To-do list:
[1] In the regression study notes, explain why R-Squared, computed as SSR divided by SST, gives the proportion of variance explained by the model.
[2] Resume the regression study notes from the point where they stop.

Couple of lecture notes

Andrew G. Dunn · Andrew G. Dunn · commit bef29d681068 · 2015-04-16T22:57:15.000-04:00
diff --git a/study.bib b/study.bib
@@ -22,6 +22,25 @@ @online{bhattiestimols
   urldate = {2015-05-10}
 }
 
+@online{bhattianovaols,
+  author = {Dr. Chad Bhatti},
+  title = {Analysis of Variance and Related Topics for Ordinary Least Squares Regression},
+  year = 2011,
+  url = {http://nwuniversity.adobeconnect.com/p5hhosjmkbh/},
+  urldate = {2015-05-16}
+}
+
+@online{bhattiinfpred,
+  author = {Dr. Chad Bhatti},
+  title = {Statistical Inference Versus Predictive Modeling in OLS Regression},
+  year = 2011,
+  url = {http://nwuniversity.adobeconnect.com/p5vo4o95h0r/},
+  urldate = {2015-05-16}
+}
+
+
+
+
 @book{montgomery2012introduction,
   title={Introduction to linear regression analysis},
   author={Montgomery, Douglas C and Peck, Elizabeth A and Vining, G Geoffrey},
diff --git a/study.md b/study.md
@@ -252,6 +252,223 @@ In order to compute the t statistic you need the standard error of the parameter
 
 \newpage
 
+# Analysis of Variance and Related Topics for Ordinary Least Squares Regression
+Notes below are from the following sources; [@bhattianovaols].
+
+## The ANOVA Table for OLS Regression
+
+The Analysis of Variance or ANOVA Table is a fundamental output from a fitted
+OLS regression model. The output from the ANOVA table is sued for a number of
+purposes:
+
+ - Show the decomposition of the total variation
+ - Compute the R-Squared and Adjusted R-Squared metrics
+ - Perform the Overall F-test for a regression effect
+ - Perform a F-test for nested models as commonly used in forward, back-ward, and stepwise variable selection
+
+## Decomposing the Sample Variation
+
+ - The Total Sum of Squares is the total variation in the sample
+ - The Regression Sum of Squares is the variation in the sample that has been explained by the regression model
+ - The Error Sum of Squares is the variation in the sample that cannot be explained
+
+| | | |
+|:-:|:-:|:-:|
+| SST | $\sum_i^n(Y_i - \bar{Y})^2$ | Total Sum of Squares |
+| SSR | $\sum_i^n(\hat{Y_i} - \bar{Y})^2$ | Regression Sum of Squares |
+| SSE | $\sum_i^n(Y_i - \hat{Y})^2$ | Error Sum of Squares |
+
+## Metrics for Goodness-Of-Fit in OLS Regression
+
+The Coefficient of Determination - R-Squared
+$$R^2 = \frac{SSR}{SST} = 1 - \frac{SSE}{SST}$$
+
+ - The Coefficient of Determintation $R^2$ will take values $0 \leq R^2 \leq 1$ and represents the proportion of the variance explained by the regression model.

Data provided:
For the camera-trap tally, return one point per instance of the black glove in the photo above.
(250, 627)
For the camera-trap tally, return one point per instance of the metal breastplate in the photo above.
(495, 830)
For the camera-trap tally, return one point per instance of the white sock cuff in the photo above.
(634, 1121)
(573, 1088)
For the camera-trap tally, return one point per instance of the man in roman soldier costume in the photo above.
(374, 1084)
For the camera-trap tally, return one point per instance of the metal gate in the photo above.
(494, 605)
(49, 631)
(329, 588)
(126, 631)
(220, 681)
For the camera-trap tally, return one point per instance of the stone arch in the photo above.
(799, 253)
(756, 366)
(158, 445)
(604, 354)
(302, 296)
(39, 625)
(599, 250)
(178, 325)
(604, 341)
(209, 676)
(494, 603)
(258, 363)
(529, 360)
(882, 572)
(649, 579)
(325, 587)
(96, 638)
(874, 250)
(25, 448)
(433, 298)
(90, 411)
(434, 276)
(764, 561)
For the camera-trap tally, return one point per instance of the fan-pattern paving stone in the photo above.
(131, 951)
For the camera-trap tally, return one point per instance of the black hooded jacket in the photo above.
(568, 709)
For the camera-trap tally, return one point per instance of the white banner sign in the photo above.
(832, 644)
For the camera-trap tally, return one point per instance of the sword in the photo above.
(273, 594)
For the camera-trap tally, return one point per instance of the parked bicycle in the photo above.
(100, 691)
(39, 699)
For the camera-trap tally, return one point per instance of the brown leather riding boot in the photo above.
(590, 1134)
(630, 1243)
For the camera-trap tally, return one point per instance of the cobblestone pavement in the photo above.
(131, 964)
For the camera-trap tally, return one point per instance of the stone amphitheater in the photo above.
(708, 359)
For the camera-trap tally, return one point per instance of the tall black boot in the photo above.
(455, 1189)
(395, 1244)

Answers for the tasks:
[1] SSR is the variation in the sample explained by the regression model, and SST is the total variation in the sample. Their ratio is therefore the share of the total variation that the model explains. Equivalently, R-Squared is 1 minus SSE/SST, where SSE is the variation the model cannot explain.

[2]
+
+ - Implicitly, $R^2$ is a function of the number of parameters in the model. For a nested subset of predictor variables $p_0 < p_1$, i.e. $p_1$ contains the original $p_0$ predictor variables and some new predictor variables, $R^2$ will have a monotonic relationship such athat $R^2(p_0) \leq R^2(p_1)$.
+
+Adjusted R-Squared
+$$R^2_{ADJ} = 1 - \frac{\frac{SSE}{(n - k - 1)}}{\frac{SST}{(n - 1)}} = 1 - \frac{\frac{SSE}{(n - p)}}{\frac{SST}{n - 1}}$$
+
+ - Note that the standard regression notation uses $k$ for the number of predictor variables included in the regression model and $p$ for the total number of parameters in the model. When the model includes an intercept term, then $p = k + 1$. When the model does not include an intercept term, then $p = k$.
+
+ - The Adjusted R-Squared metric accounts for the model complexity of the regression model allowing for models of different sizes to be compared.
+
+ - The Adjusted R-Squared metric will not be monotonic in the number of model parameters.
+
+ - The Adjusted R-Squared metric will increase until you reach an optimal model, then it will flatten out and likely decrease.
+
+## The Overall F-Test for a Regression Effect
+
+Consider the regression model $$Y = \beta_0 + \beta_1X_1 + \ldots + \beta_kX_k$$ The Overall F-Test for a regression effect is a joint hypothesis test that at least one of the predictor variables has a non-zero coefficient.
+
+ - The null and alternate hypotheses are given by $$H_0 : \beta_1 = \ldots = \beta_k = 0 \text{  versus  } H_1 : \beta_i \neq 0$$ for some $i \in {1,\ldots,k}$.
+
+ - The test statistic for the Overall F-test is given by $$F_0 = \frac{\frac{SSR}{k}}{\frac{SSE}{(n-p)}}$$ which has a F-distribution with $(k,n-p)$ degrees-of-freedom for a regression model with $k$ predictor variables and $p$ total parameters. When the regression model includes and intercept, then $p = k + 1$. If the regression model does not include an intercept, then $p = k$.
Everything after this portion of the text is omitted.